* _WHAT TO WORK ON_
Determine how many lines in the records hold "white", then give that number by itself.

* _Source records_
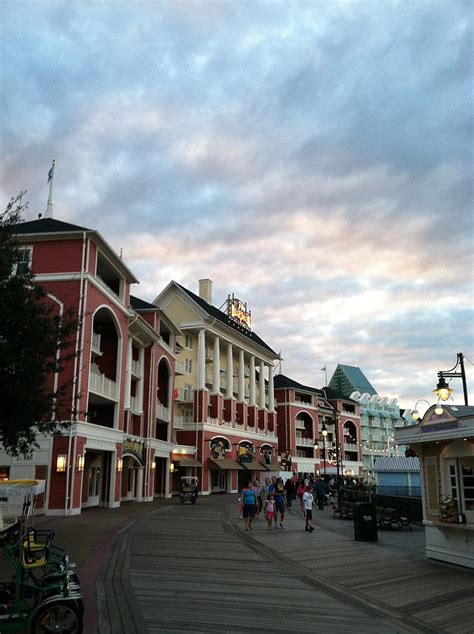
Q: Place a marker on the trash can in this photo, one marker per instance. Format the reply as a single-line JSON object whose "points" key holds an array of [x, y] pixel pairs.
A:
{"points": [[365, 522]]}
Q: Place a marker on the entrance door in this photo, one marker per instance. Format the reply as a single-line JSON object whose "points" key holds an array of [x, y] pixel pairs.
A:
{"points": [[461, 484], [218, 480], [93, 487]]}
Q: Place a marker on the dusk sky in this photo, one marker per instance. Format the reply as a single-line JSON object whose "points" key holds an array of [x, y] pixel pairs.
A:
{"points": [[314, 158]]}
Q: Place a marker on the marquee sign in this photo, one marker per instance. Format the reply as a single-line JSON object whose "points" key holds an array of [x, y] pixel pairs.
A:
{"points": [[238, 312], [134, 447]]}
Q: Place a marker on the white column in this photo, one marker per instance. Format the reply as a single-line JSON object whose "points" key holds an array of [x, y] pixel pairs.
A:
{"points": [[139, 484], [261, 386], [252, 381], [271, 394], [241, 395], [201, 360], [141, 367], [230, 372], [216, 369], [128, 374]]}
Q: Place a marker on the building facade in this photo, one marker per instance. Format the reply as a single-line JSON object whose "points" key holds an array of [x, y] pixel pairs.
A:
{"points": [[444, 444], [224, 406], [120, 381], [303, 413], [379, 416]]}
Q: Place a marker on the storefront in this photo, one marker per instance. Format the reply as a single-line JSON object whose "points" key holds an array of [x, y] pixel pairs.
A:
{"points": [[445, 446]]}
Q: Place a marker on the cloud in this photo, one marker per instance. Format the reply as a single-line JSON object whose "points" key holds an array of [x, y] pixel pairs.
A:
{"points": [[314, 158]]}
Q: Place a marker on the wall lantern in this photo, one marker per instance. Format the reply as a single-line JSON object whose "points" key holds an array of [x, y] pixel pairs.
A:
{"points": [[442, 390], [61, 461]]}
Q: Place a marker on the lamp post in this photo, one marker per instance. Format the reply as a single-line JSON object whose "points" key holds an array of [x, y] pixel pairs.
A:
{"points": [[336, 438], [324, 433], [442, 390]]}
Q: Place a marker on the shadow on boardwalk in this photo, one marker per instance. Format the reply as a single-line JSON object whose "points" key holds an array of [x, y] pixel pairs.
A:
{"points": [[193, 569]]}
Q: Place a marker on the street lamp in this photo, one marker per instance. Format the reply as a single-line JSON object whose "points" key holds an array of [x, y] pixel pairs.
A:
{"points": [[442, 390], [324, 433]]}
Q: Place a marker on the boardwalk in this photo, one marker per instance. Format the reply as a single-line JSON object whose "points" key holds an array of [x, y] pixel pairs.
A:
{"points": [[193, 569]]}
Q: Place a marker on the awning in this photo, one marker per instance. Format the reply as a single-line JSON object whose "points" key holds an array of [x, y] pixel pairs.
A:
{"points": [[274, 467], [253, 466], [187, 462], [225, 464]]}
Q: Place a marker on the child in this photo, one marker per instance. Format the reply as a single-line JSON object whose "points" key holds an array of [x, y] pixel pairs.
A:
{"points": [[308, 501], [270, 510]]}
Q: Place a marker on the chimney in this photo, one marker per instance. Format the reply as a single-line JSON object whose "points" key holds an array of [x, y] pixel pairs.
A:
{"points": [[205, 290]]}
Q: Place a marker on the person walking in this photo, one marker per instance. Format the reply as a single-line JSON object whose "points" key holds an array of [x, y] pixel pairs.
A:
{"points": [[308, 501], [249, 505], [257, 487], [301, 489], [320, 493], [280, 502], [270, 511]]}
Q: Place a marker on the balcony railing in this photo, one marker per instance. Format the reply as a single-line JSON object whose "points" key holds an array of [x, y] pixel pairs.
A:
{"points": [[305, 442], [96, 342], [162, 412], [136, 368], [100, 384]]}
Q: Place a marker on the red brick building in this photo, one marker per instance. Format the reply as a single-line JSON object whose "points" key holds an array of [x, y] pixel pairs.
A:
{"points": [[120, 382]]}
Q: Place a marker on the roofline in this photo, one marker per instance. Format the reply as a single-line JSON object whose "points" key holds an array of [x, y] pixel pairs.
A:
{"points": [[91, 233]]}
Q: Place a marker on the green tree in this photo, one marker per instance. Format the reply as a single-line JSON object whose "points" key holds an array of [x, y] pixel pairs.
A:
{"points": [[35, 342]]}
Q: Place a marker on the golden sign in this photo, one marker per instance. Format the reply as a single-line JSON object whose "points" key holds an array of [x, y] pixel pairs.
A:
{"points": [[237, 310]]}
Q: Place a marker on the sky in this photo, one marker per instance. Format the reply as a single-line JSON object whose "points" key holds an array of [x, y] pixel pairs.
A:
{"points": [[313, 158]]}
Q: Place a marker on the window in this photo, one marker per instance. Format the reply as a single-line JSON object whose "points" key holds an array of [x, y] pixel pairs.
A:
{"points": [[23, 264]]}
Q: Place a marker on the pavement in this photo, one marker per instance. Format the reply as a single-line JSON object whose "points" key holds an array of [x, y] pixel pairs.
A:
{"points": [[159, 566]]}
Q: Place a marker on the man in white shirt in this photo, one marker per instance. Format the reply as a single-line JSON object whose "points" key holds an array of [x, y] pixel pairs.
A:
{"points": [[308, 501]]}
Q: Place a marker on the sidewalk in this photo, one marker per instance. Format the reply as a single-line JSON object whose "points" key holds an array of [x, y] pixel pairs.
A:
{"points": [[194, 569]]}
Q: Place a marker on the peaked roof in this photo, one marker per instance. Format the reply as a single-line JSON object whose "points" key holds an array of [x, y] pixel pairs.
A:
{"points": [[225, 319], [47, 225], [397, 464], [280, 381], [140, 304], [348, 378]]}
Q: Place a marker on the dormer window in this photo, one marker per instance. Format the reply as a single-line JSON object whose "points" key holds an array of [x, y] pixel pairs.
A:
{"points": [[23, 264]]}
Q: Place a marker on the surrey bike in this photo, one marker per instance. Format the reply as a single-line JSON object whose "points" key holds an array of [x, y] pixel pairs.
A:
{"points": [[44, 593]]}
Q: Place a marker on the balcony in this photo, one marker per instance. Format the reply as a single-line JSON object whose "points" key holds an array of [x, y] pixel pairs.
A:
{"points": [[304, 442], [185, 395], [162, 412], [136, 371], [100, 384], [96, 343]]}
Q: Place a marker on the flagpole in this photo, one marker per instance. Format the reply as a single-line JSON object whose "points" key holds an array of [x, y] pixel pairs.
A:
{"points": [[49, 206]]}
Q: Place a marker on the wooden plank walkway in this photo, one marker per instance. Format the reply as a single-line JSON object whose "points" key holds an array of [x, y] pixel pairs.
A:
{"points": [[193, 569]]}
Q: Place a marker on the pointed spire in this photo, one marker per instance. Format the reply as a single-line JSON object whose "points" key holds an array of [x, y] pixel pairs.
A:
{"points": [[49, 206]]}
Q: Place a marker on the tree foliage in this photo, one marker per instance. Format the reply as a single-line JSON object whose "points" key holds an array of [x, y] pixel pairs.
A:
{"points": [[35, 342]]}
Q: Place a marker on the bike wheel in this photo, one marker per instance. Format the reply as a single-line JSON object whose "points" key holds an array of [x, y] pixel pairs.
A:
{"points": [[61, 617]]}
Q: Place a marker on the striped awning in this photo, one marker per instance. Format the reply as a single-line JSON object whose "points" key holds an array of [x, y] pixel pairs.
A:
{"points": [[396, 464], [186, 461], [253, 466], [226, 464]]}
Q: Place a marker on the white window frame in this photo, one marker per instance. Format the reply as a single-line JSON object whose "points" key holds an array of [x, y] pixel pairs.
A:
{"points": [[18, 263]]}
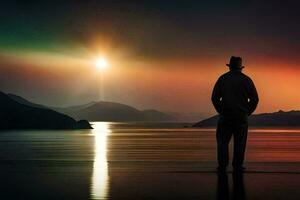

* _WRITTEN SOLUTION_
3